→ Task goal:
Retype only the lines running from the beginning of the entries below to the line with "target | blue cricket helmet", both included. Do not include pictures.
START The data
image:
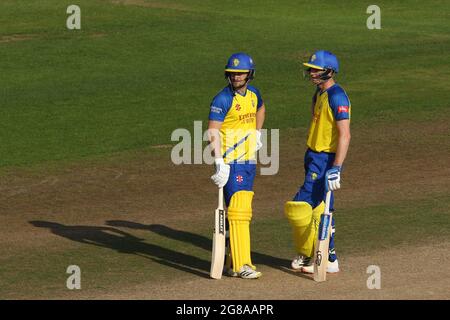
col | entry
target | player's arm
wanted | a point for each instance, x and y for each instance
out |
(344, 137)
(260, 117)
(214, 137)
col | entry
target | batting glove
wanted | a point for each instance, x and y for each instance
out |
(258, 140)
(334, 178)
(220, 178)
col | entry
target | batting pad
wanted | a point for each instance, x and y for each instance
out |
(305, 224)
(239, 217)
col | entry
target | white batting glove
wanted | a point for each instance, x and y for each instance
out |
(334, 178)
(220, 178)
(258, 140)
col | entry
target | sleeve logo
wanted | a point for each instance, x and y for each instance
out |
(342, 109)
(216, 109)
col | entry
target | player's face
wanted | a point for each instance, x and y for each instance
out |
(315, 75)
(238, 79)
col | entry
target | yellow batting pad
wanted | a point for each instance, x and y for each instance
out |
(299, 214)
(305, 224)
(239, 217)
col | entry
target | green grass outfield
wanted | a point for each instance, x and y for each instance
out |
(135, 72)
(139, 69)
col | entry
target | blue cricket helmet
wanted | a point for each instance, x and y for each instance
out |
(323, 60)
(240, 62)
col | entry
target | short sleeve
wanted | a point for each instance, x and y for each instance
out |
(258, 96)
(340, 104)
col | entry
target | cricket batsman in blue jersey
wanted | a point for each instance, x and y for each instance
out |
(327, 145)
(236, 116)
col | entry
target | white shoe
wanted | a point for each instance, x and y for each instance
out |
(246, 272)
(332, 267)
(300, 261)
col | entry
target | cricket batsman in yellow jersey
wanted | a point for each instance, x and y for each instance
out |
(328, 142)
(236, 115)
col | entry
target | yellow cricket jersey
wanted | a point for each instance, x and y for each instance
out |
(238, 114)
(329, 106)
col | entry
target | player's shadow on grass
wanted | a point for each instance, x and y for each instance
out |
(124, 242)
(198, 241)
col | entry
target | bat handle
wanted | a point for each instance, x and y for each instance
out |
(221, 198)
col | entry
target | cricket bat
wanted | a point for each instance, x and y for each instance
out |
(322, 243)
(218, 249)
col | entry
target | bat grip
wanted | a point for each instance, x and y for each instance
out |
(221, 198)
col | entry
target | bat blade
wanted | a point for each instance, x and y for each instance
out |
(218, 248)
(322, 243)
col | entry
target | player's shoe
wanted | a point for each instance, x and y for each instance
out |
(246, 272)
(332, 267)
(300, 261)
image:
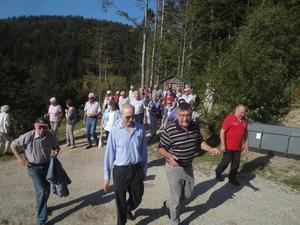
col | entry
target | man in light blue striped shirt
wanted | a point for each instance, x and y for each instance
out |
(127, 150)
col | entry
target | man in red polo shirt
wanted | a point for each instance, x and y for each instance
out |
(233, 136)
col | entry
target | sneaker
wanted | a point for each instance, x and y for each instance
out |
(88, 146)
(235, 182)
(219, 177)
(130, 216)
(167, 209)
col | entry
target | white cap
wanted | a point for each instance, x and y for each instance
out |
(53, 99)
(4, 108)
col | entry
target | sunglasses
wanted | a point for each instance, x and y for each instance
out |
(129, 117)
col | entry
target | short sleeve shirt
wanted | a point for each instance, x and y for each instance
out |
(91, 108)
(234, 132)
(54, 112)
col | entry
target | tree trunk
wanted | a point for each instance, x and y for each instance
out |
(154, 45)
(144, 50)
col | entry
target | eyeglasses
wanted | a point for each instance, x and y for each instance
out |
(129, 117)
(42, 128)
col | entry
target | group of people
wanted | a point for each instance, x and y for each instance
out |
(125, 161)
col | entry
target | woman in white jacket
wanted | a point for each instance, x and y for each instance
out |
(4, 129)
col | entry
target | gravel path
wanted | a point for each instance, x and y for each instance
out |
(256, 201)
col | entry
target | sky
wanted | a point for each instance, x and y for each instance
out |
(85, 8)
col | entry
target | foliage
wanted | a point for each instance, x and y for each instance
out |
(256, 71)
(48, 56)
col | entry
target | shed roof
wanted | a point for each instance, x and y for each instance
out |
(174, 76)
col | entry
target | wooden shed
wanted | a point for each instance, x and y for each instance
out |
(173, 82)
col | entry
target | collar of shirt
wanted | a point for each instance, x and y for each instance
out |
(120, 125)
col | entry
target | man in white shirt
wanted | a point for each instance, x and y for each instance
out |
(4, 129)
(91, 113)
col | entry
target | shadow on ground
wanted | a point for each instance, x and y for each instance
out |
(93, 199)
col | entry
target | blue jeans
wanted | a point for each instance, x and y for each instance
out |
(90, 127)
(38, 175)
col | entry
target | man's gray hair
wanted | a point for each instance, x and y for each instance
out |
(4, 108)
(126, 106)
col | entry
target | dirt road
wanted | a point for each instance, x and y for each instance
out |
(256, 201)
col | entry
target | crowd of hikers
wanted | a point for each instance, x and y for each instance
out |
(125, 119)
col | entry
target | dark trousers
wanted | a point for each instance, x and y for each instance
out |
(127, 179)
(90, 127)
(38, 175)
(234, 158)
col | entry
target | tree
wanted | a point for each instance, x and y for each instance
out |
(256, 69)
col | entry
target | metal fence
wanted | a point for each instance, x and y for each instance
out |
(274, 138)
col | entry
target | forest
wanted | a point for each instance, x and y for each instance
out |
(249, 51)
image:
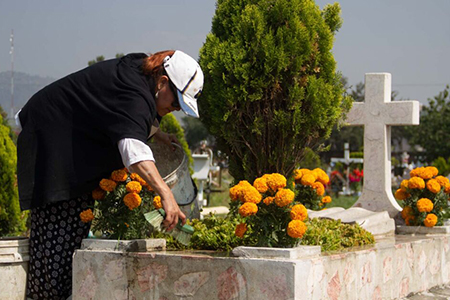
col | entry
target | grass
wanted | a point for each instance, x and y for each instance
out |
(222, 198)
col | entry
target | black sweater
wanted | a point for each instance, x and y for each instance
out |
(70, 129)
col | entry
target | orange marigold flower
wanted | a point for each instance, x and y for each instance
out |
(426, 173)
(98, 194)
(86, 216)
(134, 187)
(424, 205)
(284, 197)
(261, 185)
(240, 230)
(433, 186)
(404, 184)
(132, 200)
(299, 212)
(268, 200)
(276, 181)
(433, 170)
(296, 229)
(235, 192)
(326, 199)
(138, 178)
(322, 177)
(297, 175)
(442, 180)
(248, 209)
(401, 194)
(119, 175)
(416, 183)
(157, 202)
(308, 179)
(320, 189)
(407, 212)
(430, 220)
(107, 185)
(251, 194)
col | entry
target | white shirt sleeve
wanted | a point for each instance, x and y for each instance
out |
(133, 151)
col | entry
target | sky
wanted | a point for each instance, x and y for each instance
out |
(408, 38)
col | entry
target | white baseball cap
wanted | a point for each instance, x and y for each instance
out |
(187, 76)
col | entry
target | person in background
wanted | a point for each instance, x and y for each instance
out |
(79, 129)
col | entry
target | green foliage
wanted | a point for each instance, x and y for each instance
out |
(433, 133)
(96, 60)
(442, 165)
(310, 160)
(271, 87)
(215, 233)
(12, 222)
(169, 124)
(333, 235)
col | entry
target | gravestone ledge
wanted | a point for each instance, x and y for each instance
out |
(378, 223)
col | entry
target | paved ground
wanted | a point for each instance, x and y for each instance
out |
(436, 293)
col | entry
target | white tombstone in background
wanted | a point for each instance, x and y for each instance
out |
(347, 161)
(377, 114)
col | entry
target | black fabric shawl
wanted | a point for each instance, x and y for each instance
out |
(71, 129)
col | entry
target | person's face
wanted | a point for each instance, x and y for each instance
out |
(167, 101)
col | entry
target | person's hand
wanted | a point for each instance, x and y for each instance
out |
(173, 212)
(167, 138)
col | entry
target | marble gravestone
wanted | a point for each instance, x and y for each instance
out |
(377, 114)
(376, 207)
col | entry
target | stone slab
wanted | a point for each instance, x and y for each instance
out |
(403, 229)
(266, 252)
(391, 269)
(377, 223)
(218, 210)
(141, 245)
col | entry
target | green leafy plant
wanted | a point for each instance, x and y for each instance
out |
(120, 205)
(333, 235)
(270, 76)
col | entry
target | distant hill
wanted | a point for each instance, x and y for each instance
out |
(25, 86)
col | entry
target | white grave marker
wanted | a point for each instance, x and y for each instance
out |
(377, 114)
(347, 161)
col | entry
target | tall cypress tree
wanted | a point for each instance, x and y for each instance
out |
(271, 86)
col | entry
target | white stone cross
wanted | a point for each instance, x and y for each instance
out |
(377, 114)
(347, 161)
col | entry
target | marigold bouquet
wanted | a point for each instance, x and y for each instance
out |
(424, 197)
(310, 188)
(269, 208)
(120, 204)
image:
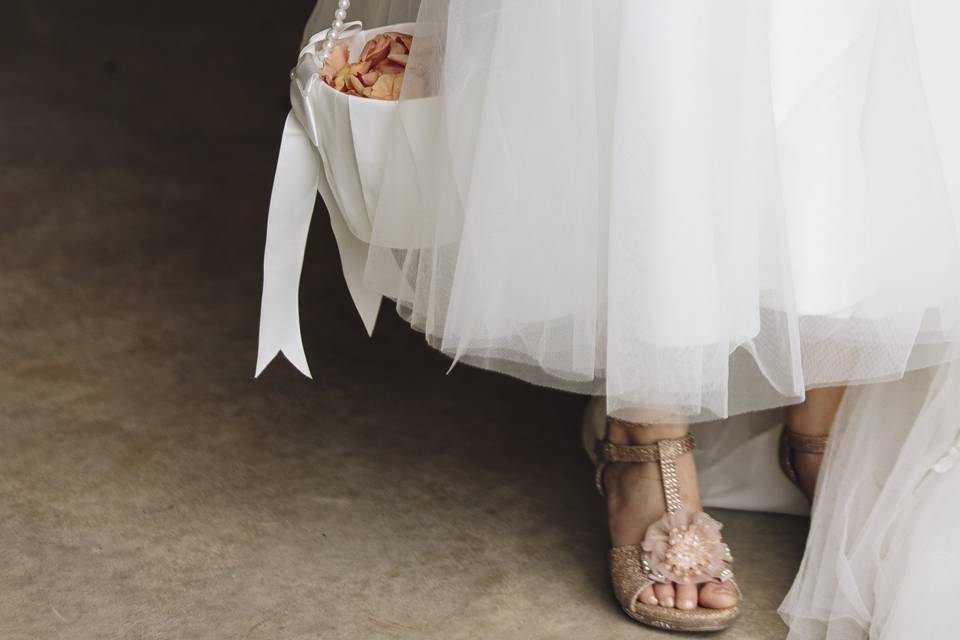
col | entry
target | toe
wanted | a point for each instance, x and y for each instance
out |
(718, 595)
(648, 597)
(665, 594)
(686, 596)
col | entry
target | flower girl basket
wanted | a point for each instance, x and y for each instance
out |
(334, 144)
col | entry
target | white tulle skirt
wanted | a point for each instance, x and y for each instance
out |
(882, 558)
(689, 207)
(707, 207)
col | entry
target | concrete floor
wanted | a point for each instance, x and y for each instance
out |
(149, 487)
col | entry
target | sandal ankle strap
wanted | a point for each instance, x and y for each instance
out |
(664, 452)
(803, 443)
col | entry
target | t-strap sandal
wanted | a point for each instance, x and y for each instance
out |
(681, 547)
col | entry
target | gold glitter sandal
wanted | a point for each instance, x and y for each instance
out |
(681, 547)
(791, 443)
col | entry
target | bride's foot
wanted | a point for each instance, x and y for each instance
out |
(635, 500)
(809, 424)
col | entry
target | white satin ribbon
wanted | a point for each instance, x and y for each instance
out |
(298, 178)
(334, 145)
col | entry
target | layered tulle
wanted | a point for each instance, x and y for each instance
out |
(690, 207)
(882, 558)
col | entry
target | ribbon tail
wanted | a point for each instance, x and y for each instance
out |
(353, 259)
(288, 223)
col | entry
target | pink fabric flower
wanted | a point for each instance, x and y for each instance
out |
(686, 549)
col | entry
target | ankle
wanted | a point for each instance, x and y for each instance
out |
(815, 416)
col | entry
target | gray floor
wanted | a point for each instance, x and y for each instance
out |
(149, 487)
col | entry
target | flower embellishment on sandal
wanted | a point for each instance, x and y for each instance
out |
(686, 549)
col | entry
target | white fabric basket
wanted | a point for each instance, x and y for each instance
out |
(336, 144)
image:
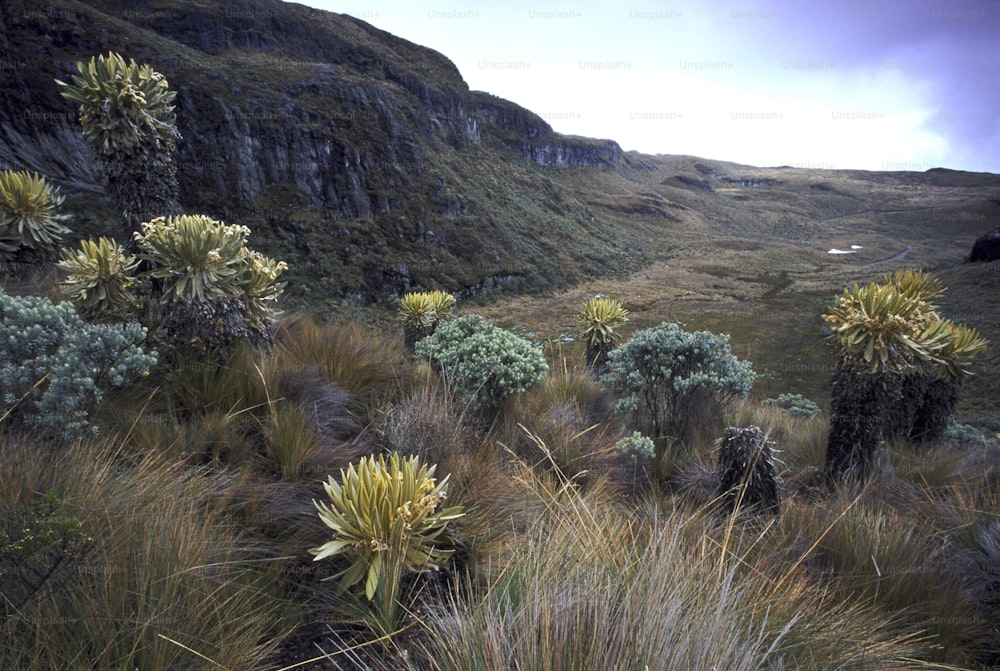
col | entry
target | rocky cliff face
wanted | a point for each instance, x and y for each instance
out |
(331, 139)
(269, 93)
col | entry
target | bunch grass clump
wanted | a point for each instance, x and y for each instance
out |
(601, 316)
(486, 363)
(387, 520)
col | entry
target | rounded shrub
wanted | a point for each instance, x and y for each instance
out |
(55, 368)
(795, 405)
(99, 278)
(665, 374)
(29, 213)
(484, 362)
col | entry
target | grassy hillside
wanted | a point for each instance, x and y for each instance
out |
(177, 534)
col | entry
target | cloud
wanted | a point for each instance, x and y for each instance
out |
(897, 84)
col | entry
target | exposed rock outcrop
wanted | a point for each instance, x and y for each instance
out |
(987, 247)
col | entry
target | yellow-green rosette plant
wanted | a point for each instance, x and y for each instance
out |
(127, 115)
(387, 518)
(29, 213)
(600, 317)
(197, 257)
(261, 288)
(99, 277)
(416, 309)
(876, 328)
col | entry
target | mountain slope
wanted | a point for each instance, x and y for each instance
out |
(366, 162)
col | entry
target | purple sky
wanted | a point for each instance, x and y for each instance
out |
(877, 85)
END The data
→ Solution for this task:
image:
col | entry
target | player's arm
wanted | a point for each instance, x and y for each instance
out |
(344, 137)
(260, 117)
(214, 137)
col | entry
target | batting glove
wanted | a point for each instance, x and y for each instance
out |
(258, 140)
(334, 178)
(220, 178)
col | entry
target | batting pad
wanted | a point for each instance, x and y for each instance
out |
(305, 224)
(239, 217)
col | entry
target | white batting glove
wanted | a point for each instance, x and y for each instance
out |
(334, 178)
(220, 178)
(258, 140)
col | entry
target | sleeve logo
wanted | a point for each instance, x and y for each instance
out |
(342, 109)
(216, 109)
col | entry
target | player's face
wanted | a point for each instance, x and y for each instance
out |
(315, 75)
(238, 79)
col | entry
target | yellow batting pad
wanted | a point for each instance, x and y for each instance
out |
(299, 214)
(305, 224)
(239, 217)
col | entry
target | green grass outfield
wanted | a point for each instance, x and y for each instance
out |
(135, 72)
(139, 69)
col | entry
target | blue cricket helmet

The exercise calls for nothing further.